RECORDS FOR THIS TASK:
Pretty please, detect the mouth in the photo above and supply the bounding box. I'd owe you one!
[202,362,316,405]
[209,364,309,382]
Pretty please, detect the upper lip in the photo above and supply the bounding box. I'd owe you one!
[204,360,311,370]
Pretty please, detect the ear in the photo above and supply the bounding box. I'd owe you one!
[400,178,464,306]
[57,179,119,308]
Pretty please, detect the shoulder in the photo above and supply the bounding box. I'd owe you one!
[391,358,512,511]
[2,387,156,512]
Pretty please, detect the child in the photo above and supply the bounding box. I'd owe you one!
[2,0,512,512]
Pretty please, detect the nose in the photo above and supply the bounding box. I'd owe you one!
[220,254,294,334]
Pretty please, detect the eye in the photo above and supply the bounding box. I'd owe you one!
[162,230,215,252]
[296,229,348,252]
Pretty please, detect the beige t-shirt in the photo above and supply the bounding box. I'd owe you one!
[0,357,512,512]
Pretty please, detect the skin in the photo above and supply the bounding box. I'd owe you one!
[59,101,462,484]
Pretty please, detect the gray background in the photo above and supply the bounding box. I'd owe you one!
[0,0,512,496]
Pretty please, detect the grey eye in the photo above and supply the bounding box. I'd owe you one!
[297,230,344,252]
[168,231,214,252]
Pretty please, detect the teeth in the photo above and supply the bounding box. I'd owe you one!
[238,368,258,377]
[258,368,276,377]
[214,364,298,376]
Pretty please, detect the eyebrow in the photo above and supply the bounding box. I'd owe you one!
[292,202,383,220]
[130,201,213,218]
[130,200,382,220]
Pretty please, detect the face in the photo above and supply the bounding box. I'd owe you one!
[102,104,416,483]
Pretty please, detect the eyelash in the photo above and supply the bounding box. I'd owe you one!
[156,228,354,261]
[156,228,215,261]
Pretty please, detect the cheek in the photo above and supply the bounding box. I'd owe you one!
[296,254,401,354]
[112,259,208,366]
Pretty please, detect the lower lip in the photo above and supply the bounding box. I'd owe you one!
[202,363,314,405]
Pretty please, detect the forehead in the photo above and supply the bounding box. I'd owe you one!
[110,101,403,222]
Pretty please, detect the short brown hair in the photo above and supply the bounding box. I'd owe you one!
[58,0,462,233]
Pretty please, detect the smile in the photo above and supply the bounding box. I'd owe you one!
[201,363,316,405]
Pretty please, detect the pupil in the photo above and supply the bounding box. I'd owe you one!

TASK DESCRIPTION: Reproduce all the items above line by line, changing each "supply" to "provide" and keeping everything else the same.

WRITTEN RESPONSE:
Pretty please, detect the mouth in the photo above and provide the bounding box. I'd owe you one!
[202,362,316,405]
[209,364,309,382]
Pretty please, detect the upper lip in the photo above and provide the bounding box. I'd owe you one!
[204,360,311,370]
Pretty please, detect the ear in the photo above and provide the bounding box. I'd owe you one!
[400,178,464,306]
[57,179,119,308]
Pretty please, detect the shoulder in the photo above and provide the bounding box. I'd owe you one!
[391,358,512,511]
[2,387,156,512]
Pretty please, detect the child in the photo above and provide the bounding box. I'd owe you one!
[2,0,512,512]
Pretty please, detect the nose in the photo above and provide the bounding box. I'd owe you one!
[220,254,294,334]
Pretty please, detect the eye in the photo above and provide the bounding box. I'd owe you one!
[162,230,215,252]
[296,229,348,252]
Pretty please, detect the beige t-shirt in the photo above and provide the bounding box. I'd owe you one!
[0,357,512,512]
Pretty please, detect the skin in the photo above and provide the bounding box. I'd owe you one!
[59,101,462,484]
Pretty please, detect the gray background in the photo above and provide the bounding box. I'd owe you one!
[0,0,512,496]
Pretty please, detect the grey eye in the photo above and provide the bounding box. I'd owe you one!
[297,230,344,252]
[168,231,214,252]
Pretty please, detect the teeth in the photo above and provide the bounding box. I'd owe you one!
[238,368,258,377]
[258,368,276,377]
[214,364,298,376]
Pretty please, detect the eyebrow in the photo above and provide the bounding box. I'd owe you one!
[292,202,383,220]
[130,201,213,218]
[130,200,382,220]
Pretty please, detect the face in the photo above and provide the bounding box. I'd owe you one!
[102,104,416,483]
Pretty please, detect the eyelash in the photo above and provide the bounding box. I'd owe you one!
[156,228,354,261]
[156,228,215,261]
Pretty please, detect the cheek in the photo above and provide the bounding box. I'd owe you one!
[296,254,401,354]
[112,259,208,366]
Pretty please, detect the lower lip in the photo above and provide the bounding box. I'd owe you one!
[202,363,314,405]
Pretty please, detect the forehead in the photo above and provide the bounding box. I'd owe you one!
[110,101,403,222]
Pretty please, detect the short brown hair in the photo above and provide the bounding box. I'd owe you one!
[58,0,462,233]
Pretty please, detect the smile in the photo above and provide the bounding box. I'd owe you one!
[201,363,316,405]
Pretty please, detect the pupil in the photo above and provide the bounding box. I'd owe you one!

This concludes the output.